Segmentation dataset excerpts:
- - -
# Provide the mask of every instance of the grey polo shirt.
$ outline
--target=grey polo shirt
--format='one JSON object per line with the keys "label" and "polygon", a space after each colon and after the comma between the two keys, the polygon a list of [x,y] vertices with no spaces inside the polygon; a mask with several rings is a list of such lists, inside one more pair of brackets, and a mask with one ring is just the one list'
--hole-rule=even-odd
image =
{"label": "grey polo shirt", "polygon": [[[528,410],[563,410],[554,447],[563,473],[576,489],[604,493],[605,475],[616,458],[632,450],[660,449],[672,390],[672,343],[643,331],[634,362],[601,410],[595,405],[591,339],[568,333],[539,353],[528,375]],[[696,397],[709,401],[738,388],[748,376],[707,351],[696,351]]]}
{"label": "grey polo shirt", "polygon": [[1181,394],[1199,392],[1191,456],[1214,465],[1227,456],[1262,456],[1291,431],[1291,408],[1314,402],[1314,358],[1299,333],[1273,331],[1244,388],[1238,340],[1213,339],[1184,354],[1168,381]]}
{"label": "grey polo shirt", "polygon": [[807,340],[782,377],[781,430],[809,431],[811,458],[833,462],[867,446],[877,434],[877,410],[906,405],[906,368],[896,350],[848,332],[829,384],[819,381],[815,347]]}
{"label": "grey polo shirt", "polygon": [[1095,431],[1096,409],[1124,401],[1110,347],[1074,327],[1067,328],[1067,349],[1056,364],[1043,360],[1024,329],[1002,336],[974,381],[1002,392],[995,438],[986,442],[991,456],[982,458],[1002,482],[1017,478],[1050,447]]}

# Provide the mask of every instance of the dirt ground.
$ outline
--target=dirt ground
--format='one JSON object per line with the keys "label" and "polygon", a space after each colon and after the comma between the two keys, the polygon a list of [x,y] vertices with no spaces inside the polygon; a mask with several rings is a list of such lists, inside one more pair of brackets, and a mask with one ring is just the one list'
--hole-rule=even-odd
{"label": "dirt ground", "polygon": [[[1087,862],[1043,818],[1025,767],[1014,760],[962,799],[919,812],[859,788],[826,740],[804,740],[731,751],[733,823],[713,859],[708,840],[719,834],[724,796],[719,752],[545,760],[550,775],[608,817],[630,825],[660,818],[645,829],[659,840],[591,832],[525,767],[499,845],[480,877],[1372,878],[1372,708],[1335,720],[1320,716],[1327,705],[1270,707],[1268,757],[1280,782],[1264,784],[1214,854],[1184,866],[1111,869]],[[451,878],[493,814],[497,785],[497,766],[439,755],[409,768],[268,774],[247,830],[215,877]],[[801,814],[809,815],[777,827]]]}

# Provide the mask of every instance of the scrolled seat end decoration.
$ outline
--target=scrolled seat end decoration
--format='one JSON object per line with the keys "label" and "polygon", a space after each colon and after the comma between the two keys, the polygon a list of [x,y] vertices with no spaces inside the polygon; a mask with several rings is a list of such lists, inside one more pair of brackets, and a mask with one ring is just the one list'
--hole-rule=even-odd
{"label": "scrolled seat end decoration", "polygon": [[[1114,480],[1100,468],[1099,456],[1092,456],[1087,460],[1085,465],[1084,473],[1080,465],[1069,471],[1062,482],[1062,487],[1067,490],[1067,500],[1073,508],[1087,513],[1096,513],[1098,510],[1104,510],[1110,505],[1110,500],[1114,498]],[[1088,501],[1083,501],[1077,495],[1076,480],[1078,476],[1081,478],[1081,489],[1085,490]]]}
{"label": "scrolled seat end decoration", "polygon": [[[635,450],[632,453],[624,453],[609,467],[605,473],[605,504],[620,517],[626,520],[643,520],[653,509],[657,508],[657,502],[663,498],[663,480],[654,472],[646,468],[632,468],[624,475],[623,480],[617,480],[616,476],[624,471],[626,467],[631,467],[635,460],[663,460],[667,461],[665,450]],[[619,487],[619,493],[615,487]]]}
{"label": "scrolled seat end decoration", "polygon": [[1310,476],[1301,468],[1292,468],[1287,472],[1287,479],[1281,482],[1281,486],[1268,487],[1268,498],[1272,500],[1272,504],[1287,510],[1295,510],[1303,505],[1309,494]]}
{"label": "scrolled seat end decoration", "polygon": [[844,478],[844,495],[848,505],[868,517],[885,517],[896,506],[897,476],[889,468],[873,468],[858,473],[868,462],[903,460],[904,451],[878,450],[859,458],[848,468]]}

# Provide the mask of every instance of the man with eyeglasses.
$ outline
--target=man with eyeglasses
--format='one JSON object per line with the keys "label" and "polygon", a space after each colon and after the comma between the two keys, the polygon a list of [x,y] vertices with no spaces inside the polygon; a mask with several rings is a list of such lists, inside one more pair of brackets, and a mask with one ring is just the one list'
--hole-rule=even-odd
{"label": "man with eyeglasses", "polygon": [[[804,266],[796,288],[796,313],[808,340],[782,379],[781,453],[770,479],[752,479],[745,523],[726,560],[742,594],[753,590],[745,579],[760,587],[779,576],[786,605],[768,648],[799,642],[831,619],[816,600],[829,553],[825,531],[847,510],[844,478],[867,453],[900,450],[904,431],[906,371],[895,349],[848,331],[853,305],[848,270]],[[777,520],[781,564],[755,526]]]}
- - -
■ Work to complete
Rewrite the rows from the line with "# Provide the mask of every instance of the scrolled" to the line with "--target=scrolled seat end decoration", changing "decoration" to "ornament" and leaving the rest as it is.

■ Answer to this problem
# Provide the mask of every instance of the scrolled seat end ornament.
$ outline
--target=scrolled seat end ornament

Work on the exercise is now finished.